GIVEN REQUEST 1
Please pick out and copy every line of the listing that contains the string "coordinates". Case counts.

PASSAGE GIVEN
--- begin ---

Below you find a list that summarizes the key innovations and novelties archived in the V4Design project. The integration of all these innovations into the authoring tools was especially highlighted by the “European Commissions Innovation Radar” (https://v4design.eu/2021/02/02/v4design-on-european-commissions-innovation-radar/).

Interoperability and semantics:

A unified model have been designed according to the exact needs for representing the V4Design multimodal components information using the W3C recommendation Web Annotation Data Model, which as far as we know has not yet been used in creative industries domain, to promote interoperability and reusability. Existing schemata and ontologies, such as Building Topology Ontology (BOT), have also been used to inherit useful classes and relationships. Domain-specific semantic integration and reasoning rules have been designed based on the nature of the information that are extracted from the V4Design components. Further data enrichment is achieved exploiting the wealth of Linked Open Data (LOD), by extracting information that may be useful to the users and supporting even more the components functionalities. Using LOD, we assist in making richer descriptions (Text Generation) and offering an intelligent conceptually based semantic search to the users (V4Design tools).

Web crawling and retrieval:

While numerous solutions have been proposed for standalone data collection tasks such as web scraping or web search, none of them provides a complete system that can be applied on multiple and heterogeneous web resources. V4Design Crawler is a fully-fledged solution that is implemented to support all the required operations for collecting content from web and social media in a single module that maps the multi-modal results into a unified representation. It applies various techniques (e.g., scraping, retrieval from API) to integrate the most popular websites and platforms from which we are able to acquire free multimedia as well as the data from the content providers of the consortium.

--- end ---

DATASET RECORDS
--- begin ---

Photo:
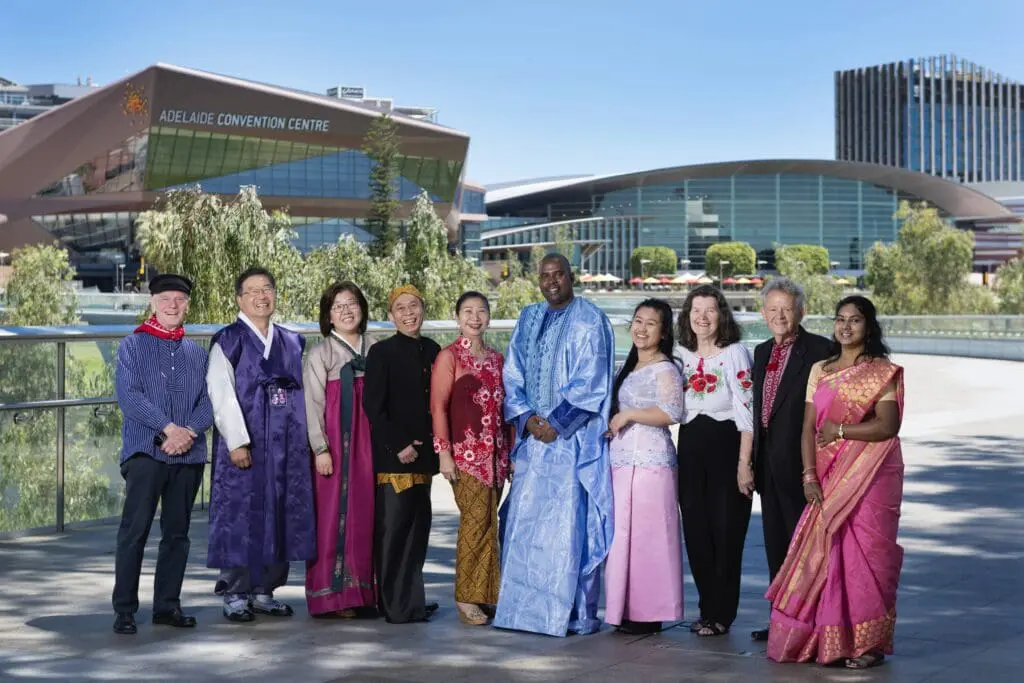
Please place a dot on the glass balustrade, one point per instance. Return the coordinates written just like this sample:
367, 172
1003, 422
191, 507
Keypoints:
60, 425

--- end ---
--- begin ---

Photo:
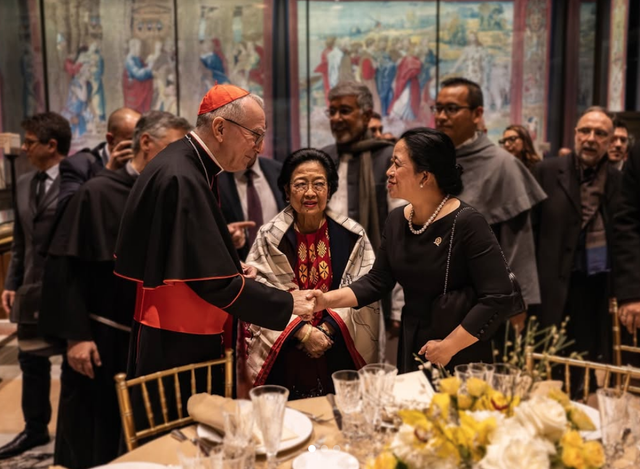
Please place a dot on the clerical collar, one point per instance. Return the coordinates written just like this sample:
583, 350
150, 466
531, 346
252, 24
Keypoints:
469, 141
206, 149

--- end ---

GIVEN REQUEST 2
Answer these questions from the V4Design passage:
(a) Which W3C recommendation was used to design the unified model?
(b) Which existing ontology is named as a source of inherited classes and relationships?
(c) What two techniques are given as examples of those the V4Design Crawler applies?

EXPECTED OUTPUT 1
Please place a dot on the glass balustrade, one point per instance. Return the coordinates written just like this sample:
Please place a dot on the clerical collar, one point per instance. Return the coordinates written just like this sample:

EXPECTED OUTPUT 2
(a) Web Annotation Data Model
(b) Building Topology Ontology (BOT)
(c) Scraping and retrieval from API